> [Record set]:

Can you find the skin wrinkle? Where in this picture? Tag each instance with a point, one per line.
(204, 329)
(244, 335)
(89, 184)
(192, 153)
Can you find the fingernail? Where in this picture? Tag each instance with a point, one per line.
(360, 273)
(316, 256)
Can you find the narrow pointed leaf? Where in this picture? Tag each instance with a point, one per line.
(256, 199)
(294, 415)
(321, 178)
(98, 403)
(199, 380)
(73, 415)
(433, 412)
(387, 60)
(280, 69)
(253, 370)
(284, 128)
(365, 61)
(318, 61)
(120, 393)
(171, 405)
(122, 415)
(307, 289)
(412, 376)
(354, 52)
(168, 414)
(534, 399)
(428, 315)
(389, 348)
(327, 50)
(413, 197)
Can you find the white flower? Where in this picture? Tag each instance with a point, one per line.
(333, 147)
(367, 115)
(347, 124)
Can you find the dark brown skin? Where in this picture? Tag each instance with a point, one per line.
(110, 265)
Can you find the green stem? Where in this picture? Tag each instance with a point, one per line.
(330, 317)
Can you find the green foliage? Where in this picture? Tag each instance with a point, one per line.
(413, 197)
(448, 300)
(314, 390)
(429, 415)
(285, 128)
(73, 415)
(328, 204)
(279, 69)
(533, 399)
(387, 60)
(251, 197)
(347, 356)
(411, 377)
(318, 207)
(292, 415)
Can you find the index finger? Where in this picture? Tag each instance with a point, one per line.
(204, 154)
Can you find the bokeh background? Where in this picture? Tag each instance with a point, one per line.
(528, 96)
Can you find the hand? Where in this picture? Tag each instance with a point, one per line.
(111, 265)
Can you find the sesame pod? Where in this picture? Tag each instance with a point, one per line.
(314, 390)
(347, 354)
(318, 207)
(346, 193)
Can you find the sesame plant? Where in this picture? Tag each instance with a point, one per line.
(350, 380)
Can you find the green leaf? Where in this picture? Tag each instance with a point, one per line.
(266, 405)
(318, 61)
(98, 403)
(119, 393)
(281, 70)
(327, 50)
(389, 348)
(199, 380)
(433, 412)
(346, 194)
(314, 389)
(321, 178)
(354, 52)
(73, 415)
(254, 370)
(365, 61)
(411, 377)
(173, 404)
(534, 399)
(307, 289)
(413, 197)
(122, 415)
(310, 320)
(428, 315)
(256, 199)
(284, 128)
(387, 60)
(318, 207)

> [Exercise]: Please print all of the rows above again, word for word and in their original order.

> [Written reply]:
Can you find the skin wrinkle? Where in this picture? Tag each instance with a point, one per line.
(204, 329)
(244, 335)
(89, 184)
(192, 153)
Can you find the fingernail? Where in this picture? Tag each instance with a point, one per line.
(360, 273)
(316, 256)
Can you find the narrow pointed leaf? Where in this picture? Tag each instance with a point, one per line.
(256, 199)
(294, 415)
(321, 178)
(98, 403)
(199, 380)
(73, 415)
(433, 412)
(387, 60)
(280, 69)
(253, 370)
(284, 128)
(365, 61)
(318, 61)
(120, 393)
(171, 405)
(122, 415)
(307, 289)
(412, 376)
(354, 52)
(168, 414)
(534, 399)
(428, 315)
(389, 348)
(327, 50)
(413, 197)
Can you find the white flower? Where in this picture? Tag each instance with a point, one per line.
(333, 147)
(367, 115)
(347, 124)
Can you find the dark brown skin? Where in this picture? Tag each instance with a point, one per line.
(110, 265)
Can you find the green stem? Where in this picture? Tag each instance with a point, one per line.
(330, 317)
Can you find the green foliage? Where in this picture? Tag each instance with a point, one per line.
(413, 197)
(448, 300)
(314, 390)
(429, 415)
(285, 128)
(73, 415)
(328, 204)
(279, 69)
(533, 399)
(387, 60)
(251, 197)
(347, 356)
(411, 377)
(318, 207)
(292, 415)
Can you find the index finger? Where in this picture? Tag each instance with a point, one per line.
(204, 154)
Can you find the bokeh background? Where in this picture? Tag each instance with a point, one per line.
(528, 96)
Can you find the hand? Where in this picture? Tag each instance with a point, one per line.
(111, 265)
Can you find the sesame pod? Where in this picture? Tag each instance with a point, one per line.
(314, 390)
(347, 354)
(318, 207)
(346, 193)
Can you find the sesame plant? Where in this picture? Tag each instance with a point, one per line.
(350, 380)
Can you find the green leaf? Where in this picture? Tag each instance with a point, one per line.
(266, 405)
(318, 61)
(98, 403)
(119, 393)
(281, 70)
(327, 50)
(389, 348)
(199, 380)
(433, 412)
(346, 194)
(314, 389)
(321, 178)
(354, 52)
(73, 415)
(254, 370)
(365, 61)
(411, 377)
(173, 404)
(534, 399)
(307, 289)
(413, 197)
(122, 415)
(310, 320)
(428, 315)
(256, 199)
(284, 128)
(387, 60)
(318, 207)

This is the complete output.